WHAT IS ASKED
Revise the part of the records that opens with the line containing "Q: innermost point of each instance of the cypress" and runs through the end of the records, changing every "pixel coordinates" to "image coordinates" and leaving everything else as it is. Return only that part.

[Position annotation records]

"""

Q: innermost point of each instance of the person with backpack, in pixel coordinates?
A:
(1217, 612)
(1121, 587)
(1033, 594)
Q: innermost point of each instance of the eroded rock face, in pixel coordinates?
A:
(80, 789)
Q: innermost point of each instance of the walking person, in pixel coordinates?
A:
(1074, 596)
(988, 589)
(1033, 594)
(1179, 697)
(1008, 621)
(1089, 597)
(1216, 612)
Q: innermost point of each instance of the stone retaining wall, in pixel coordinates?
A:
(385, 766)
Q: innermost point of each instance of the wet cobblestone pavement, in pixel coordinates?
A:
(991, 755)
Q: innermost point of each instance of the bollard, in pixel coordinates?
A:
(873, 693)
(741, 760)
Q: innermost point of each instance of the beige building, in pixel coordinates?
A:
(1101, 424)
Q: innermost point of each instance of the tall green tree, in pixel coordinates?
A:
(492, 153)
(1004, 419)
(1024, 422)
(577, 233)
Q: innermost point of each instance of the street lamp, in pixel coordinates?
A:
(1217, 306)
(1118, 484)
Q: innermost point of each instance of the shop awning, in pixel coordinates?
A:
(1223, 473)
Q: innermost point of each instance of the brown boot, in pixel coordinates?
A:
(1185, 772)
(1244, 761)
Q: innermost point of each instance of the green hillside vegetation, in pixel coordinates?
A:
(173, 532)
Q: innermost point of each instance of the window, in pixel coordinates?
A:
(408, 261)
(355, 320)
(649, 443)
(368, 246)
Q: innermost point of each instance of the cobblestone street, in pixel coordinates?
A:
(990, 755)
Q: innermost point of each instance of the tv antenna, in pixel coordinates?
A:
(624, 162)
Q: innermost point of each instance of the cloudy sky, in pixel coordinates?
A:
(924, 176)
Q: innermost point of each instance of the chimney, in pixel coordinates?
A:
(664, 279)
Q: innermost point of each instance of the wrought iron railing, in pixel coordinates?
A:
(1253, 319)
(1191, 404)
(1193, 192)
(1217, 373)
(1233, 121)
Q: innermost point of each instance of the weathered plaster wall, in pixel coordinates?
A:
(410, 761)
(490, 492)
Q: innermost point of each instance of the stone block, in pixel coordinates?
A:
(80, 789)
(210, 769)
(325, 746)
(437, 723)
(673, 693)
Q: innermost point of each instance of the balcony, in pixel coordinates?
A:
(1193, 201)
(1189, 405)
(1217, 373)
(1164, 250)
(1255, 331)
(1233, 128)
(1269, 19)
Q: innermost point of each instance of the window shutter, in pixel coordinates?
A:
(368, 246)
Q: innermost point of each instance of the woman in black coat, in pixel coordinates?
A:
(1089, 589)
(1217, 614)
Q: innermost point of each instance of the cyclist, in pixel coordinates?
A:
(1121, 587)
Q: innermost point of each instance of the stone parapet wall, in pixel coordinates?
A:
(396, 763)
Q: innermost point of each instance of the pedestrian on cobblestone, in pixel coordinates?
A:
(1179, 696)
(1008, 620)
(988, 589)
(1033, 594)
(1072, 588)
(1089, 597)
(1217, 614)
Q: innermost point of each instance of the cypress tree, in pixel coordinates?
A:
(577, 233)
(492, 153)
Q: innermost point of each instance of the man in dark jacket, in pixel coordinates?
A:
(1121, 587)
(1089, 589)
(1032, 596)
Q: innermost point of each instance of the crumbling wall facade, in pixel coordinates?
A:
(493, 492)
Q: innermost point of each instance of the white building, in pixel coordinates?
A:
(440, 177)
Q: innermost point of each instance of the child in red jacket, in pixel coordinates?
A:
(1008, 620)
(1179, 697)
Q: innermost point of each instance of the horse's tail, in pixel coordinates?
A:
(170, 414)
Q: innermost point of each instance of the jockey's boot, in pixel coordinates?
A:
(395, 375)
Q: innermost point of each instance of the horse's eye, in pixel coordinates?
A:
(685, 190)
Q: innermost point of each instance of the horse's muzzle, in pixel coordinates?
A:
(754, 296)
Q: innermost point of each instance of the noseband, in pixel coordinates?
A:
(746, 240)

"""

WRITTEN ANSWER
Q: innermost point of each instance of the cypress tree, in image coordinates?
A:
(577, 233)
(492, 153)
Q: innermost point of each instance of the man in dark jacket, in image coordinates?
A:
(1121, 587)
(1089, 589)
(1032, 596)
Q: innermost point of each instance of the crumbling wall facade, in image coordinates?
A:
(493, 492)
Q: innermost point of each instance of the white building, in image coordinates?
A:
(440, 177)
Q: innermost point of each instance of the child in red jacket, in image coordinates?
A:
(1008, 620)
(1179, 697)
Q: innermost point of each instance of the horse's tail, in image coordinates?
A:
(170, 414)
Q: innermost point of each instance of the jockey's boot, in image coordinates?
A:
(395, 375)
Q: innermost point of each instance of the horse's eye, in image coordinates?
A:
(685, 190)
Q: innermost point of each instance of the horse's muzzle, in image coordinates?
A:
(754, 296)
Q: innermost point of each instance of the noseband, in image coordinates?
A:
(746, 240)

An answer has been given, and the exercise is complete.